* PASSAGE *
Crowdsourcing is a distributed problem-solving and production model. Problems are broadcast to an unknown group of solvers in the form of an open call for solutions. Users—also known as the crowd—typically form into online communities, and the crowd submits solutions. The crowd also sorts through the solutions, finding the best ones. These best solutions are then owned by the entity that broadcast the problem in the first place—the crowdsourcer—and the winning individuals in the crowd are sometimes rewarded.
Clownsourcing is a method of processing information in order to promote foolishness and manipulate people into bad choices. Unlike the traditional method, in which propaganda is produced by hacks utilizing a certain measure of cleverness and guile, clownsourced information is fashioned to maximise message efficiency out of the very stupidity it is meant to produce.
In clownsourcing a message, the right’s email briefings and action alerts will geyser out allegations and counter-allegations, as they do, and the blogs will roar and fulminate, and the radio and TV talkers will pick it up, such that a mass of online wingnuts will be attracted by the base flattery offered by the message, as per the right’s spite- and self-pity-based messaging system, and will repeat it back and forth in an ecstasy of self-drama, competing to fill in context and details and to create the most emotionally stimulating presentation.

* DATA PROVIDED *

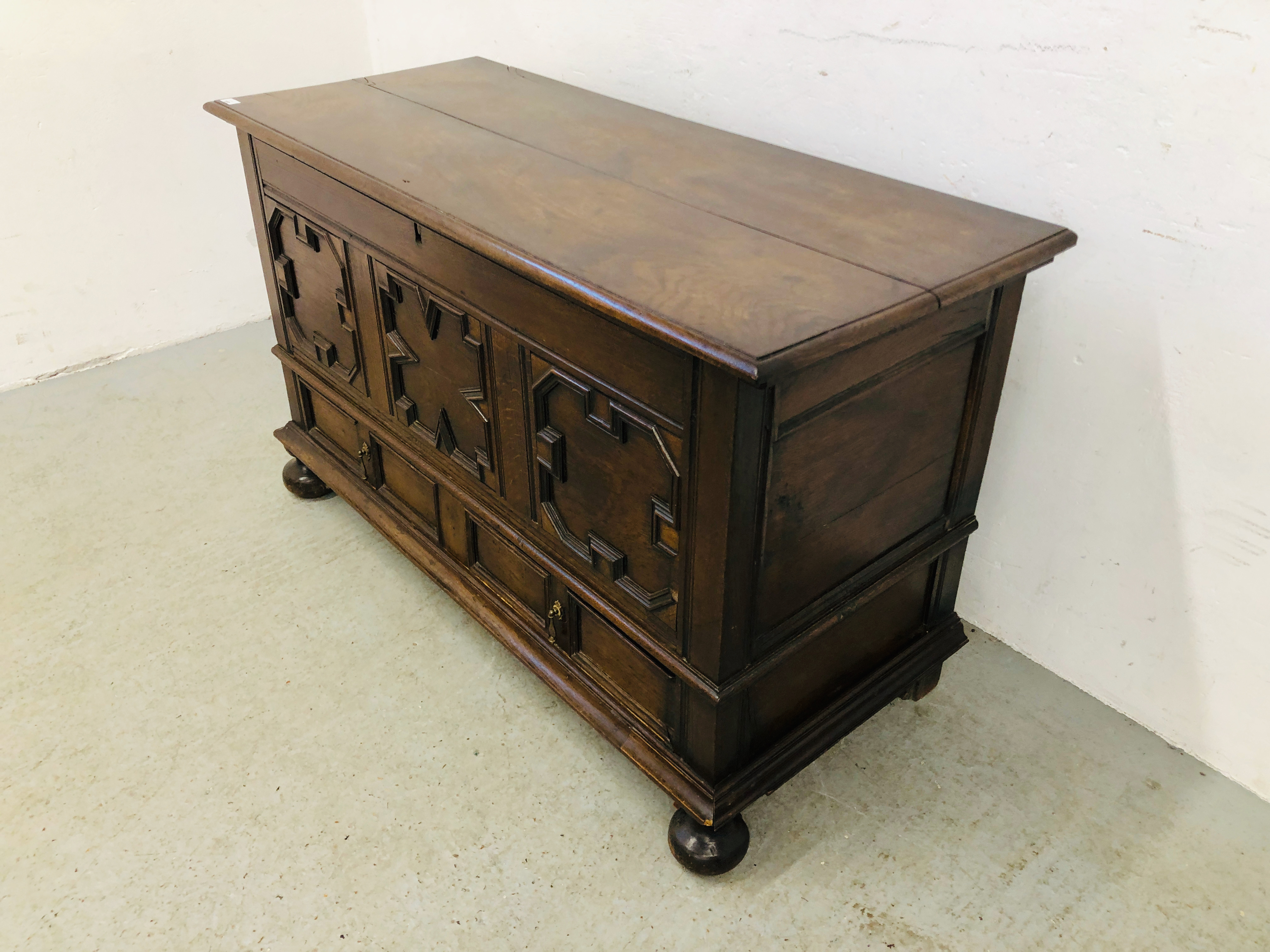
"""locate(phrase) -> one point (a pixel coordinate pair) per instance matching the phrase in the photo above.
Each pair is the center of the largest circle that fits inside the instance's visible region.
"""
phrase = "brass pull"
(556, 615)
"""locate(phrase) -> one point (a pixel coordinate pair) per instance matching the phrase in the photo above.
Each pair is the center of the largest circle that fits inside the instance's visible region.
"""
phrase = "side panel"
(856, 480)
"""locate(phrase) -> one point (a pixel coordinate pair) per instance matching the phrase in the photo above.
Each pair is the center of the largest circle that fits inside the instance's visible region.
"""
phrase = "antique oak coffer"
(694, 424)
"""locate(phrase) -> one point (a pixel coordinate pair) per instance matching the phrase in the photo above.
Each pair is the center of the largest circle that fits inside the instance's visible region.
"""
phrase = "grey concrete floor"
(237, 720)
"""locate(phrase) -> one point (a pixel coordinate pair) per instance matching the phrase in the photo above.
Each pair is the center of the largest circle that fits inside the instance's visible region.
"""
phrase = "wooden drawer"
(312, 269)
(647, 372)
(620, 668)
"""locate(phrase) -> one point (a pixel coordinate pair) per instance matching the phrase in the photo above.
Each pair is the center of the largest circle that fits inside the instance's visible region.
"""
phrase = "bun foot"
(303, 482)
(925, 685)
(708, 851)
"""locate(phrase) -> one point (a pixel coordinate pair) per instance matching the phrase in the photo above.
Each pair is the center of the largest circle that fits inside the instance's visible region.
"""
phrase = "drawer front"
(439, 372)
(577, 423)
(647, 372)
(609, 487)
(621, 669)
(310, 268)
(516, 578)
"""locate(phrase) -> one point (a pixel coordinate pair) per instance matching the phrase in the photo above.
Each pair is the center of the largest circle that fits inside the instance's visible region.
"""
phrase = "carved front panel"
(609, 488)
(439, 372)
(310, 267)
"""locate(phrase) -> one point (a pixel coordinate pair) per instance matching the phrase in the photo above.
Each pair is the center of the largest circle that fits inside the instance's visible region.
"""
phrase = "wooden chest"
(694, 424)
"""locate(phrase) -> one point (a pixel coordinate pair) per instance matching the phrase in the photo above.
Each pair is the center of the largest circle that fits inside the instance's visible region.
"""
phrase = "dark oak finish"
(301, 482)
(708, 851)
(694, 424)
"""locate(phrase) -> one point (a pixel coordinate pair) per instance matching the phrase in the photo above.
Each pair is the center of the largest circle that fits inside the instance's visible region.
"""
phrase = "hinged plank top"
(741, 252)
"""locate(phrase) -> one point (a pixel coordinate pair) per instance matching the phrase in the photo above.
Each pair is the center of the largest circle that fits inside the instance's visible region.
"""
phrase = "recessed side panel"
(835, 659)
(858, 479)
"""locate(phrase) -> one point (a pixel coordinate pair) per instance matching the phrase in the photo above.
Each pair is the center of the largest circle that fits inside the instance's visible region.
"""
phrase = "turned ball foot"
(925, 685)
(303, 482)
(708, 851)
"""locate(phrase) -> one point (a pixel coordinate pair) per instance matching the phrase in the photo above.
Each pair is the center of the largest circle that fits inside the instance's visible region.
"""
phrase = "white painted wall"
(124, 216)
(1126, 508)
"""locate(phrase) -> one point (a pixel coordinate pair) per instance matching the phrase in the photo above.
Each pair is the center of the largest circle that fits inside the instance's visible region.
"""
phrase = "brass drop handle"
(556, 616)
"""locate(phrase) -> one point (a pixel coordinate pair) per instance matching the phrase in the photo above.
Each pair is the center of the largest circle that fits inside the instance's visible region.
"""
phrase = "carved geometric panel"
(439, 372)
(310, 268)
(609, 485)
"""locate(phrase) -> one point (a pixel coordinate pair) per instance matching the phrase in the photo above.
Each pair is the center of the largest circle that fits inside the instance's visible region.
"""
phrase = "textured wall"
(124, 218)
(1126, 508)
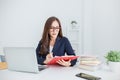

* REQUIRED TASKS *
[1] In the passage on crowdsourcing and clownsourcing, who ends up owning the best solutions that the crowd selects?
[2] Extend the passage on crowdsourcing and clownsourcing by a paragraph, starting after its final sentence.
The records come from a separate source, unrelated to the text.

* ANSWERS BY ITEM NUMBER *
[1] The entity that broadcast the problem in the first place, the crowdsourcer.

[2]
Other diagnostic signs of clownsourcing are an embedded sense that the right or one of its surrogate identities (‘parents,’ ‘the military,’ ‘Americans,’ etc.) is under some kind of unfair assault, but that a blow for victory has been struck; allegations that someone or something ‘equals bad’ (e.g. that Barack Obama ‘is a communist’) absent any evidence of wrongdoing; and reports of controversies ‘erupting’ that involve any of the right’s usual idées fixes where the conflict is purely symbolic — i.e., where the disputed point ‘makes it seem’ or ’sends a message’ — and the solution is obscure or ever-receding (e.g., ‘making a stand against foreign extremism,’ ‘healing the rifts of the turbulent ’60s’).